> _REQUIRED WORK_: Even where a record seems odd, copy it exactly as it appears below.

> _SUPPLIED ENTRIES_:
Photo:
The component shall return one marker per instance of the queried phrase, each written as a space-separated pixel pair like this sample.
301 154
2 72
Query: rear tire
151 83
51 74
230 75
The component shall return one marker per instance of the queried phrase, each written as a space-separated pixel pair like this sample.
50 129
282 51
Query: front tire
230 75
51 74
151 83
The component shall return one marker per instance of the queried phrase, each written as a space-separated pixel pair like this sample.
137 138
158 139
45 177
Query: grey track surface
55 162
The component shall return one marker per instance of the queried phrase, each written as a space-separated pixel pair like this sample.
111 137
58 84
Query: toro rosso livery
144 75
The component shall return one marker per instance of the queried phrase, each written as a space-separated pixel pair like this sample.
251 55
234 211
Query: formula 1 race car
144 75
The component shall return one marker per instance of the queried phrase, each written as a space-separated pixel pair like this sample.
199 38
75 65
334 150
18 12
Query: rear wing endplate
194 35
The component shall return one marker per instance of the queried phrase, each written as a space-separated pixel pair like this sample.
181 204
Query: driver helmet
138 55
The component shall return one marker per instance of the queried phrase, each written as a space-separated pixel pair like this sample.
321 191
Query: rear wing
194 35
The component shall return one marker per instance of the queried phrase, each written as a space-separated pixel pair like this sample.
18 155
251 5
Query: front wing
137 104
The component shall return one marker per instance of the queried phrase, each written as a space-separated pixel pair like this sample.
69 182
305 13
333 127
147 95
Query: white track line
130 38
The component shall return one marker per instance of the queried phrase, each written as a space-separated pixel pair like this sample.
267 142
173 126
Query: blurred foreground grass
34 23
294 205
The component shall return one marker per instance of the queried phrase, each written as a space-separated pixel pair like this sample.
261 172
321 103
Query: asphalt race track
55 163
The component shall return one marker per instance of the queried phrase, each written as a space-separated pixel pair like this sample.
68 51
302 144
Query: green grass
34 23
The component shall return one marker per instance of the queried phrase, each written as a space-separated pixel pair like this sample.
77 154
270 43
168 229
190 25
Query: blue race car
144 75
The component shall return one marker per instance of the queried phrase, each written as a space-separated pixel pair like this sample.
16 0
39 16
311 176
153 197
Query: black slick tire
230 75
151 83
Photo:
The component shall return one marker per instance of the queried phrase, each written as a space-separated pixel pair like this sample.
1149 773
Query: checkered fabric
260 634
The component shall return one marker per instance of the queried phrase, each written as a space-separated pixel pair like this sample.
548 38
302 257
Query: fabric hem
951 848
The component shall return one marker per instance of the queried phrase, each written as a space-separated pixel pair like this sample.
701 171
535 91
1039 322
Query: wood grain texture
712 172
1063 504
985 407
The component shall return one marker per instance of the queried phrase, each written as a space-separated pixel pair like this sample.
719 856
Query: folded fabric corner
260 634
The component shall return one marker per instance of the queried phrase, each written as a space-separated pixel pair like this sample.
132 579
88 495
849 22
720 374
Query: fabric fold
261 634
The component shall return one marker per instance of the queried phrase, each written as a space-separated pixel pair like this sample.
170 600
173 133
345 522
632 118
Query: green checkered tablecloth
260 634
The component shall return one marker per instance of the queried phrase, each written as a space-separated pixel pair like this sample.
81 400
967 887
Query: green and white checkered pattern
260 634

> _EXERCISE RESULT_:
Photo:
The component shall return one marker per instance of the queried phrase, each written as a space-separated pixel pair like this sample.
301 154
2 72
Query: rear tire
151 83
51 74
230 75
The component shall return one marker per instance of the queried phrase, each written as a space-separated pixel pair like this sample.
50 129
282 51
Query: front tire
230 75
51 74
151 83
The component shall return one marker per instance of the queried phrase, each written as a space-separated pixel pair like this sample.
137 138
158 139
45 177
Query: grey track surface
55 162
The component shall return one marker per instance of the queried phrase, each written as a space-separated pixel pair like this sample.
111 137
58 84
Query: toro rosso livery
144 75
The component shall return one marker per instance of the queried phrase, each written as a space-separated pixel pair like this sample.
251 55
234 211
Query: formula 1 race car
144 75
The component shall return one marker per instance of the queried phrase, each written as a space-separated pixel pair like this sample.
199 38
75 65
334 150
18 12
Query: rear wing endplate
194 35
The component shall return one marker per instance of the queried phrase, each written as a space-separated pixel pair like this sample.
181 204
Query: driver helmet
138 55
The component shall return one marker per instance of the queried phrase, each written as a space-separated pixel pair like this sample.
321 191
Query: rear wing
194 35
The component shall return one marker per instance of the queried phrase, each written as a space-separated pixel pair like this sample.
18 155
251 5
Query: front wing
137 104
The component shall return one marker per instance of the queried phrase, each written as a space-separated pixel pair like this sample.
69 182
305 13
333 127
147 95
Query: white track line
130 38
The component shall return one marker per instance of the queried phrase, each written as a space-separated pixel pair like this sample.
267 142
173 126
Query: blurred foreground grass
34 23
294 205
The component shall return one marker per instance of the queried phrase, each written as a space-separated pixel pair like this sample.
261 172
321 103
Query: asphalt race track
55 163
The component shall return one marker per instance of the queried phrase, each written as a space-separated pixel pair like this sample.
68 51
302 144
Query: green grass
34 23
The component shall return one marker per instance of the queried phrase, each written as a space-separated pixel pair like this sample.
77 154
270 43
168 229
190 25
Query: blue race car
144 75
The component shall return one marker per instance of the queried phrase, each written as a space-separated pixel pair like this sample.
16 0
39 16
311 176
153 197
Query: black slick tire
230 75
151 83
Photo:
The component shall return one marker per instance of the queried phrase, each written as a space-separated pixel pair like this sample.
1149 773
Query: checkered fabric
260 634
The component shall return one marker per instance of the queried phrase, each written as a space-separated pixel pair like this sample.
548 38
302 257
Query: fabric hem
951 848
The component shall return one marker per instance of the queried phrase, each written as a space-separated pixel pair like this sample.
701 171
535 91
1039 322
Query: wood grain texture
712 172
1063 504
985 407
The component shall return one marker per instance of the queried phrase, each written as a space-separated pixel pair like this sample.
719 856
Query: folded fabric corner
260 634
The component shall return one marker per instance of the queried phrase, each written as a space-separated pixel pair like this sample.
132 579
88 495
849 22
720 374
Query: fabric fold
261 634
The component shall return one marker per instance of the queried phrase, each written as a space-separated pixel pair like this sample.
170 600
173 133
345 522
632 118
Query: green checkered tablecloth
260 634
The component shall return one marker per instance of the queried phrase, each written as a space-separated pixel pair like this sample.
81 400
967 887
Query: green and white checkered pattern
260 634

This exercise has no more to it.